● **DATA ROWS**
◆ ◆ ◆ ◆ ◆

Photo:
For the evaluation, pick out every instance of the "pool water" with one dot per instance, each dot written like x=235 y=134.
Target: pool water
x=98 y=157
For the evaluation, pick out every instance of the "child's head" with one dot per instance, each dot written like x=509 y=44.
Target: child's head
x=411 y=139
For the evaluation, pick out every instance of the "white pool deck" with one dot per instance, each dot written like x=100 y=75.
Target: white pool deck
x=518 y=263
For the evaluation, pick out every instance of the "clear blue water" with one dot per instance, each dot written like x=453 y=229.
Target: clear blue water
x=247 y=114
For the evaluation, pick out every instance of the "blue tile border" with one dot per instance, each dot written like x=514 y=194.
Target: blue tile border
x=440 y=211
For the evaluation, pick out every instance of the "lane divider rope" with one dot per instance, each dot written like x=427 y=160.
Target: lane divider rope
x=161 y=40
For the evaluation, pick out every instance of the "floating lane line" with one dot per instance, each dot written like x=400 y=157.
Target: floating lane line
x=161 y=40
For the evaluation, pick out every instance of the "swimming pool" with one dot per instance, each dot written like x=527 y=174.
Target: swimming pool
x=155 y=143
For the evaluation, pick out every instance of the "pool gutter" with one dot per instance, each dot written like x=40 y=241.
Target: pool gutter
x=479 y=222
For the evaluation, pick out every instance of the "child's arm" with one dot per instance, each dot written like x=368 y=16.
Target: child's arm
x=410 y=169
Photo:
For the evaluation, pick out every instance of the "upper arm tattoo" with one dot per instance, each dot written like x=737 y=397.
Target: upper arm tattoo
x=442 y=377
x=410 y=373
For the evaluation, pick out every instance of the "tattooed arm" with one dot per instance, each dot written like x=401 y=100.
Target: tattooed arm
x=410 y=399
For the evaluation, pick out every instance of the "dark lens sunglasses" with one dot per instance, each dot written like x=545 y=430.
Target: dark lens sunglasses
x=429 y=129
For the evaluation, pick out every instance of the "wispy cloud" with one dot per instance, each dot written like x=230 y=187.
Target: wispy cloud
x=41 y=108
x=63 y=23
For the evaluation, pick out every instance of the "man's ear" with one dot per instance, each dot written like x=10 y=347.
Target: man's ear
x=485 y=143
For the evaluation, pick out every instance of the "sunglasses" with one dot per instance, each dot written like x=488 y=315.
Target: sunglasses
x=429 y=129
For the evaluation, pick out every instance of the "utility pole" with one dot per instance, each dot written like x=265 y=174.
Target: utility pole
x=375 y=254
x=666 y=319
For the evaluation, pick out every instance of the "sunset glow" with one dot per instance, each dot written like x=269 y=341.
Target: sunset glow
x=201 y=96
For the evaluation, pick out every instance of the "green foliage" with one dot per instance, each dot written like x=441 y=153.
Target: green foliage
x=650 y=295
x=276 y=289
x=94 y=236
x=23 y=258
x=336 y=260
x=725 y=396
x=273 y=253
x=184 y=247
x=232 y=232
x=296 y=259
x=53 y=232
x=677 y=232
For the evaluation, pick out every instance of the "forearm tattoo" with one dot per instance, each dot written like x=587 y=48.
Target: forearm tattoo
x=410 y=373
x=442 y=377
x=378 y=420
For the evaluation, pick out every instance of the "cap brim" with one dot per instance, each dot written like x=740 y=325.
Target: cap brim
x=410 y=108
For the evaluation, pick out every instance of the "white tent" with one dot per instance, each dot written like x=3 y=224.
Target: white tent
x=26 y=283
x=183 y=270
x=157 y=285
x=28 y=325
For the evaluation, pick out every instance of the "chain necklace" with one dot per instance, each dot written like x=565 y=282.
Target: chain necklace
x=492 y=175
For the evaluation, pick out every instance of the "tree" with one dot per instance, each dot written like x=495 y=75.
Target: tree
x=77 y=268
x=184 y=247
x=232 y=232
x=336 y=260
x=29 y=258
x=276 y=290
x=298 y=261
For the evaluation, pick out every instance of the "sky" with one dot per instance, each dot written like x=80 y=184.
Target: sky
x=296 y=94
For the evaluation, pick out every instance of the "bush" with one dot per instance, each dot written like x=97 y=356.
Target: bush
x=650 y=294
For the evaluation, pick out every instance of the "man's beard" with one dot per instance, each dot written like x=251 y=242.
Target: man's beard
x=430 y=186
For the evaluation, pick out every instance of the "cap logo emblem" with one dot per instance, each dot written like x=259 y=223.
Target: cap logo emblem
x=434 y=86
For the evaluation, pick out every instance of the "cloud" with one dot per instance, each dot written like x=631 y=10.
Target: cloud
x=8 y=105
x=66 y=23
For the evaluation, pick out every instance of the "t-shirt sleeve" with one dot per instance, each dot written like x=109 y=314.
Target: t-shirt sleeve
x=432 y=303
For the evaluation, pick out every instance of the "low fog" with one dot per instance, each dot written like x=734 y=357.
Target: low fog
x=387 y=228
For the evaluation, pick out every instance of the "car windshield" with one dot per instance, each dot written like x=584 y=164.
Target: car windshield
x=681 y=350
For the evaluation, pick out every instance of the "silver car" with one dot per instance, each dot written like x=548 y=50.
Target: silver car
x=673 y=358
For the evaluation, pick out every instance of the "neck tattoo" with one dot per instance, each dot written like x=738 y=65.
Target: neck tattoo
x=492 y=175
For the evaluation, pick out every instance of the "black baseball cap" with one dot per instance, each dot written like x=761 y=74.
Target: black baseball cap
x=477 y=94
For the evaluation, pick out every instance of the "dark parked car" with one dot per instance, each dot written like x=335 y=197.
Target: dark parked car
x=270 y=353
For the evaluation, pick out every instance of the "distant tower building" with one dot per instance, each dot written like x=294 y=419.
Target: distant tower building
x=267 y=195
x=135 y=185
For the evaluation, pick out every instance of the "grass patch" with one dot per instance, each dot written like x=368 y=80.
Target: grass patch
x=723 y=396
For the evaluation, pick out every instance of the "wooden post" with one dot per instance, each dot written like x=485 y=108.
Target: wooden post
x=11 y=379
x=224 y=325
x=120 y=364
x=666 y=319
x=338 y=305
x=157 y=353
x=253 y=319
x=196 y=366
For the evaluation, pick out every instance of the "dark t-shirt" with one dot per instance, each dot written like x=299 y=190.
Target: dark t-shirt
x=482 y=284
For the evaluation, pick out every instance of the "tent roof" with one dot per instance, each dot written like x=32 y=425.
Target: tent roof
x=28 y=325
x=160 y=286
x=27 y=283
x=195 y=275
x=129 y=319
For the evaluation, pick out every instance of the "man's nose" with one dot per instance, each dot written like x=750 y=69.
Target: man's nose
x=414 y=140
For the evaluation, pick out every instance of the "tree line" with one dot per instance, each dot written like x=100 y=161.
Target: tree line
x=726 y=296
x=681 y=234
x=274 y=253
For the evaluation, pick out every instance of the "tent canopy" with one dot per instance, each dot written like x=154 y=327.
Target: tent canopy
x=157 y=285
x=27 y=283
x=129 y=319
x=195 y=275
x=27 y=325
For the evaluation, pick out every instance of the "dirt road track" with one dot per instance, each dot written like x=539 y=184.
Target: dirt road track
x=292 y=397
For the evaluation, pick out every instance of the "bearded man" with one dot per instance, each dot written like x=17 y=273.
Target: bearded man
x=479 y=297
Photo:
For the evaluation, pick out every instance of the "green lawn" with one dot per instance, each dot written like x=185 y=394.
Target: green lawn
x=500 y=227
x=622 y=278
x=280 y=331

◆ ◆ ◆ ◆ ◆

● **SHORT PROBLEM**
Put the lines of the data above into a numbered list, leaving out any blank lines. Begin at the line that has "like x=80 y=184." and stop after the line that has "x=650 y=294".

● **OUTPUT**
1. For the evaluation, pick out every instance of the "sky" with one dot per instance, each dot written like x=80 y=184.
2. Target: sky
3. x=296 y=94
4. For the evaluation, pick out every instance of the "bush" with one dot per instance, each dot written like x=97 y=356.
5. Target: bush
6. x=650 y=294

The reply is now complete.